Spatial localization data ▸
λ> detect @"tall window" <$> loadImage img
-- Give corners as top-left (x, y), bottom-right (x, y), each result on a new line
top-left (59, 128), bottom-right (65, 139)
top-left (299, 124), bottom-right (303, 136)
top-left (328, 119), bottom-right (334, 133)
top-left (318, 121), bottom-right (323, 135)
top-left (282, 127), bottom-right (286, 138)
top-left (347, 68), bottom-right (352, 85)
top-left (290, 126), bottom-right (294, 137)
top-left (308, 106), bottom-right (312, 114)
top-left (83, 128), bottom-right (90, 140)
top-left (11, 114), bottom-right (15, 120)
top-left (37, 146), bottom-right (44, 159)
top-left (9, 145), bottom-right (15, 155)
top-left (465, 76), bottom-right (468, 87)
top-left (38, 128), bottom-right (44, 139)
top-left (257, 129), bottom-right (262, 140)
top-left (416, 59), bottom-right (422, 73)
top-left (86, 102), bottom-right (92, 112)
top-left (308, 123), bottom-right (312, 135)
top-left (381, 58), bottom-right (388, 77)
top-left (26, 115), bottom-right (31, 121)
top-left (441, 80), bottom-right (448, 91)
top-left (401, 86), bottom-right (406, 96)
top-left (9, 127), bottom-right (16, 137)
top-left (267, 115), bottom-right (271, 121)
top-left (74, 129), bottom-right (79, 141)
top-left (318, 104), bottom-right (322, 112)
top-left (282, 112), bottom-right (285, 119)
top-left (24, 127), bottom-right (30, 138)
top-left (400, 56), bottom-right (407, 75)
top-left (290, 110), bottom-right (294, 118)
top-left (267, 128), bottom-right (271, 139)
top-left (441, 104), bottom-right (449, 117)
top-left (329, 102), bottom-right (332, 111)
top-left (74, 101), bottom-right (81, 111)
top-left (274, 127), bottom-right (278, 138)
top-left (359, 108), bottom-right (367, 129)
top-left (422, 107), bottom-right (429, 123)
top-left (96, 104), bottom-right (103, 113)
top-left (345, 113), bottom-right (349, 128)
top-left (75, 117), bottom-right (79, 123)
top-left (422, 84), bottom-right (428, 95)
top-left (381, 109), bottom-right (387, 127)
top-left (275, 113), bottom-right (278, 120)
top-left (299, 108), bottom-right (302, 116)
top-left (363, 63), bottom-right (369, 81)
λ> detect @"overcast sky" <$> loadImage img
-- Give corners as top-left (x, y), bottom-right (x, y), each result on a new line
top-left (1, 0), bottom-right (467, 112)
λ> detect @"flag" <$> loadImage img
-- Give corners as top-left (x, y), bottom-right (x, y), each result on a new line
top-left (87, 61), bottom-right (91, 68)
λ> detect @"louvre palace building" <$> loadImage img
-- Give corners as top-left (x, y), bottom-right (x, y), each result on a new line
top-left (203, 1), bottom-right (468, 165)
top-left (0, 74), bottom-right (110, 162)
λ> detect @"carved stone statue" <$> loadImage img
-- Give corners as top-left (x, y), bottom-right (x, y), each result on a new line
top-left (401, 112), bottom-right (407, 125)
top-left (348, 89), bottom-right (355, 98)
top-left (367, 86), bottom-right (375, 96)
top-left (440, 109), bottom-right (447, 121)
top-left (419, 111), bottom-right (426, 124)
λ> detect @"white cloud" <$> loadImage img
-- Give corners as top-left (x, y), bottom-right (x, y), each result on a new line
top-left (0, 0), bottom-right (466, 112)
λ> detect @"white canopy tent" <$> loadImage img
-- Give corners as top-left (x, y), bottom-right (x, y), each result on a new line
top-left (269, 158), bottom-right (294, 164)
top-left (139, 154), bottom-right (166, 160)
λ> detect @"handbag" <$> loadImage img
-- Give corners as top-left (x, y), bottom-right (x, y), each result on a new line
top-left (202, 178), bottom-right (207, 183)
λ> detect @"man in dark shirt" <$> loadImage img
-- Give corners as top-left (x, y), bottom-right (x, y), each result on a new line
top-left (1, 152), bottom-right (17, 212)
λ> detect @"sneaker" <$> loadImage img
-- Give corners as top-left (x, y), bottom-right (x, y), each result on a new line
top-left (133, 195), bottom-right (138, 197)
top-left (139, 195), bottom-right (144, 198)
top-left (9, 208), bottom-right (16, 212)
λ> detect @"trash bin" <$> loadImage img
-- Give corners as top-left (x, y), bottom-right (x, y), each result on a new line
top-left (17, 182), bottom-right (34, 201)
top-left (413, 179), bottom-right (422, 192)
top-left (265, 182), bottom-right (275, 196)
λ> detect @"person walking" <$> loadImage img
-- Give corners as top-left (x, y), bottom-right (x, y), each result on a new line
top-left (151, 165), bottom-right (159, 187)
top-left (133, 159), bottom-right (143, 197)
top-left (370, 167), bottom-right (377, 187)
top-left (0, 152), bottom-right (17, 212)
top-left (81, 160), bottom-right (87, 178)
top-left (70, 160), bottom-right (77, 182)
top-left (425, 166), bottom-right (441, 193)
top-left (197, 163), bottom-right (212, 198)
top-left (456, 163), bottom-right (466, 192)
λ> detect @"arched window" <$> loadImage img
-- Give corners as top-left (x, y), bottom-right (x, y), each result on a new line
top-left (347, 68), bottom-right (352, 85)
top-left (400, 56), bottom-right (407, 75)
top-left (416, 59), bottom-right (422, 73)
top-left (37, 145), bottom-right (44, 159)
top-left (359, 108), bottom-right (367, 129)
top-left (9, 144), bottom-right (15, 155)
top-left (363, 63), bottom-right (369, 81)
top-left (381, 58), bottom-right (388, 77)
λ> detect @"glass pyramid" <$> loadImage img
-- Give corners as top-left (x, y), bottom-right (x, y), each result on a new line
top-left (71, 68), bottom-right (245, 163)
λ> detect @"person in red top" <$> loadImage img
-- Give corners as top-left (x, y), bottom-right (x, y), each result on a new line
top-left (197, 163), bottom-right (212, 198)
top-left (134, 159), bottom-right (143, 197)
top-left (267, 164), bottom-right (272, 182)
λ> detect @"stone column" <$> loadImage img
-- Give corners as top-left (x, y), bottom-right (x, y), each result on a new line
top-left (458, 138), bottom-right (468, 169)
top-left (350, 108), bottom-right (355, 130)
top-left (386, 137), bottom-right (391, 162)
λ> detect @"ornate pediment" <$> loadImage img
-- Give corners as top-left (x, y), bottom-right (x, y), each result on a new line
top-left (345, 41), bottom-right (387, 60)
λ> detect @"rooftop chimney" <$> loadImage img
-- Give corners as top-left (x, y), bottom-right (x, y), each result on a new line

ASSIGNMENT ▸
Scan the records above, then copy out each line that mentions "person".

SOLUTION BELOW ▸
λ> detect @"person walking" <$> loadImage img
λ> detect @"person in red top" <$> loadImage img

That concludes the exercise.